▶ _Aim 1_: In the forum thread about haunted house donations, how many years has the first poster been running a walk-through haunt?
▶ _Aim 2_: Carry on the forum thread about haunted house donations from the point where it stops.

▶ _Page_:
..........
We have been doing our walk thru haunt for 9 years now and for the first six years tons of people who went thru said we should have a donation box or charge admission. we were weary about it too .On the seventh year we finally put up a small black box about 1 foot square with a skull on the front and a slot on the top and wrote donations on it. we didn t advertize we wanted donations, we didn t ask for any, but if people wanted to give us something, we told them to put any donations in there. Our greeter is asked all the time, "how much does it cost to go thru" we say its free . On our flyers that we put up around the neighbourhoods and at the schools ,we have always said we are having a "free haunted house and can food drive." for the past 3 years we have had a whole truck load of canned goods for the food bank and collected over $200. that goes towards drinks and snacks for the 20 to 30 people we have helping us for the five nights. no profit here. 
I take donations like I take any other compliment..Greatfully.
please see my album for pictures of sign and truckload-o-food


----------



## Night Owl

Yeah... "profit" is definitely the wrong word. I can't imagine anybody would ever recoup the money put in... much less profit.

I'm really impressed with the thoughtful haunters around here! I love the idea of a can-drive.


----------



## thegothicprincess

This forum thread has really made me think twice about asking for donations. keep the ideas coming, thanks for the feedback.


----------



## Devils Chariot

*Donation boxes are good - Though I'd call em "Tip Jars"*

In college I used to throw big house parties (Halloween the biggest) because I wanted to get to know other people at my school and bartending was a hobby of mine that I wanted to get really good at. We would have all top shelf liquor and the best fresh organic garnish and ingredients and served them in real glasses. That was because that's how I thought it should be done, my gift to my guests. At the first party (which was halloween btw) A friend of a friend of a friend who I didn't know asked where my tip jar was. He thought I was a hired bartender. I told it was my party to which he answered that I had put alot of work into it to make it so nice and he wanted to help out, at which point he handed me a twenty (WTF?). So I dumped out a pitcher of ice water, and put the twenty in there. Then everyone, without asking, started tipping when the came to the bar, filling the jar with like $400 by the end of the night. That covered everything we had laid out, except our halloween decorations.
..........
(Dataset excerpt)
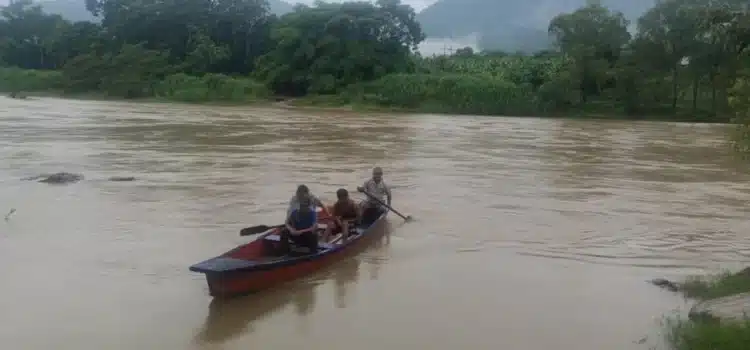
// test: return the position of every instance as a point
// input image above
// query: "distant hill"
(75, 10)
(509, 25)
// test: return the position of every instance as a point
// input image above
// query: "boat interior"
(268, 250)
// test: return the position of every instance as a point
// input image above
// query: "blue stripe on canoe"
(321, 245)
(223, 264)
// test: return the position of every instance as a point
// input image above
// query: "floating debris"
(7, 216)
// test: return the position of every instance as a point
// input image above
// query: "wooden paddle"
(406, 218)
(254, 230)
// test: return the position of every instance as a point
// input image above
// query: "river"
(529, 233)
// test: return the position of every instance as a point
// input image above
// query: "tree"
(323, 48)
(593, 37)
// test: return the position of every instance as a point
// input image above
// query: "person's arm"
(388, 194)
(363, 187)
(358, 210)
(289, 225)
(313, 226)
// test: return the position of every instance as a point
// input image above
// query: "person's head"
(377, 174)
(302, 192)
(342, 194)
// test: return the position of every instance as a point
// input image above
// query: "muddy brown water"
(530, 233)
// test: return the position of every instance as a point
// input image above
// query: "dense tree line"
(140, 44)
(686, 59)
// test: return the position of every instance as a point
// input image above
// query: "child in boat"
(301, 226)
(346, 212)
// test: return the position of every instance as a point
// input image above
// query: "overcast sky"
(417, 4)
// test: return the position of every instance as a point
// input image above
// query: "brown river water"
(529, 233)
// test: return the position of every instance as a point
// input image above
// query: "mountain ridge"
(509, 25)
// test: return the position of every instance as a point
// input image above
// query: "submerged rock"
(666, 284)
(66, 178)
(62, 178)
(121, 178)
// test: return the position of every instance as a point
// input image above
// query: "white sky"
(417, 4)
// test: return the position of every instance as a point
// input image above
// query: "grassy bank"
(210, 88)
(452, 90)
(707, 334)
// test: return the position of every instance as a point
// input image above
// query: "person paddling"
(302, 193)
(376, 187)
(345, 213)
(300, 227)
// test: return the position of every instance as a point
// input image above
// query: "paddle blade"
(249, 231)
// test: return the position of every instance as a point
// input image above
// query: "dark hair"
(342, 193)
(304, 207)
(302, 189)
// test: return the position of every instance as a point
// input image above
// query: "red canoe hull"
(248, 273)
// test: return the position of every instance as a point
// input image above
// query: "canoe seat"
(222, 264)
(321, 245)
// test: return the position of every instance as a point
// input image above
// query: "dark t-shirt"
(347, 210)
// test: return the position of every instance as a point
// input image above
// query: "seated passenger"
(301, 226)
(303, 192)
(346, 213)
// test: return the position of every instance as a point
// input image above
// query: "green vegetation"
(688, 59)
(509, 25)
(689, 335)
(719, 286)
(708, 334)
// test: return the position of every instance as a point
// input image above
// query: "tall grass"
(210, 87)
(706, 333)
(25, 80)
(447, 93)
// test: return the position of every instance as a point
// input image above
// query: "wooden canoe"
(255, 266)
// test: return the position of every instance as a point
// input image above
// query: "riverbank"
(704, 330)
(453, 94)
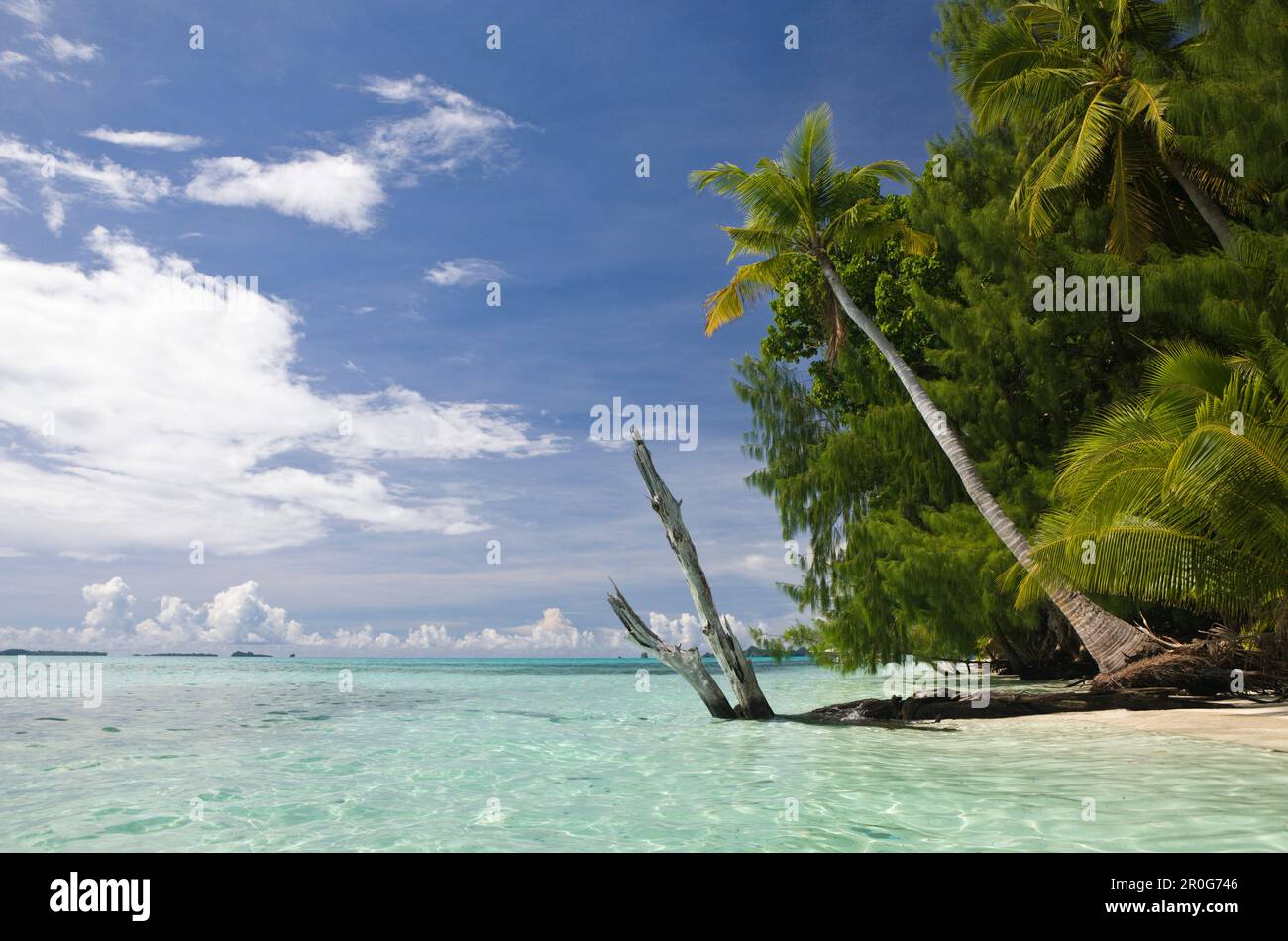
..........
▶ _Task result 1_: Nine years.

▶ _Task result 2_:
I think when you go above and beyond people appreciate it and want to help. By having that tip jar (and i never looked at it or pointed, or said anything about it, it was just there) people were able to be part of it. I bet if they knew it was going to be so great (and it was a great party) they would have offered to help in advance but alot of them were strangers, who you would never know to ask if they wanted to join in, and who didn't know they could.

IN SHORT. I say its ok to have "Tips" box. If people think its tacky then they wont give you anything, but if they loved it, its there to give them a chance to be part of something cool.

ALSO why not sell hot drinks or shirts at a table in the driveway? I think thats ok. too.

OR have a raffle and make the coolest prop in the yard the prize? Or just Make a prop to raffle off.

ok i'm done for now.


----------



## Revenant

That's a good idea, DC, surprised it never occurred to me. "Donations" sounds like what you would call it if you're collecting for a charity; collecting to recoup your investment under that title sounds shady. But "tips" is tips, and everybody understands tipping. And yeah, when I get something above expectations I feel good about leaving a tip. In the haunt example I'd feel like I was supporting the arts at the most grassroots level.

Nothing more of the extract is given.